§ The request
Using the article below on Australia's battery industries, decide whether each statement agrees with it. Answer yes or no for each, and quote the words of the text that decide it. 1. Australia supplies around half of the world's lithium. 2. The Future Charge report was commissioned by pv magazine Australia. 3. Australian Vanadium Limited is a Western Australian company.

§ Document text
Adding value to Australia’s historically underutilised battery proposition


Australia currently supplies around half of the world’s lithium as well as a plethora of the other raw materials and precious metals needed to make batteries. This wealth of buried assets already contributes around $1.3 billion to our GDP, a figure set to grow massively as the world electrifies over the coming decade and demand for batteries booms. But far more wealth could be on the table if Australia can manage to start value adding and diversifying its battery industries onshore, according to the report Future Charge: Building Australia’s Battery Industries, commissioned by Future Battery Industries Cooperative Research Centre.

Western Australian company Australian Vanadium Limited (ASX: AVL) is bringing some of these propositions into reality, with endeavours ranging from classic mining to battery design to diversification into ethical cobalt supplies. The company’s managing director Vincent Algar told pv magazine Australia the company is seeking through its diversification to have “all the bases covered” for both greening the grid and the vehicle fleet.

§ Available data
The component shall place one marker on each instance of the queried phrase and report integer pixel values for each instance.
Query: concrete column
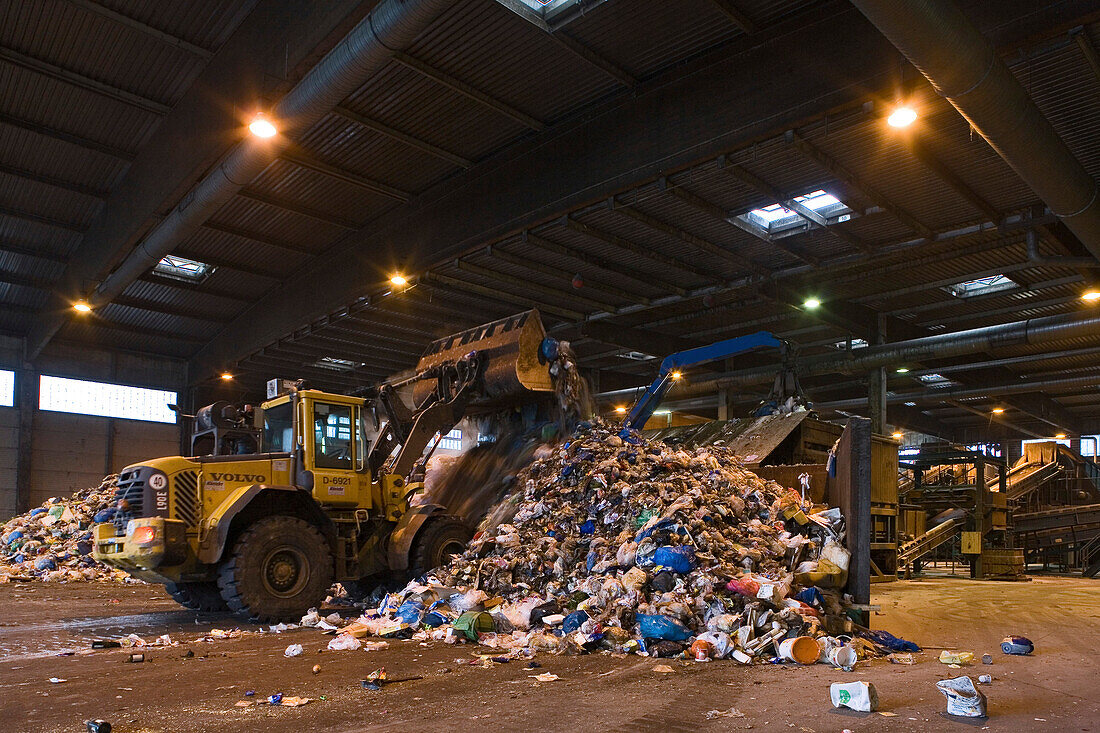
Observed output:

§ Response to the exercise
1. Yes: "Australia currently supplies around half of the world’s lithium"
2. No: "commissioned by Future Battery Industries Cooperative Research Centre"
3. Yes: "Western Australian company Australian Vanadium Limited"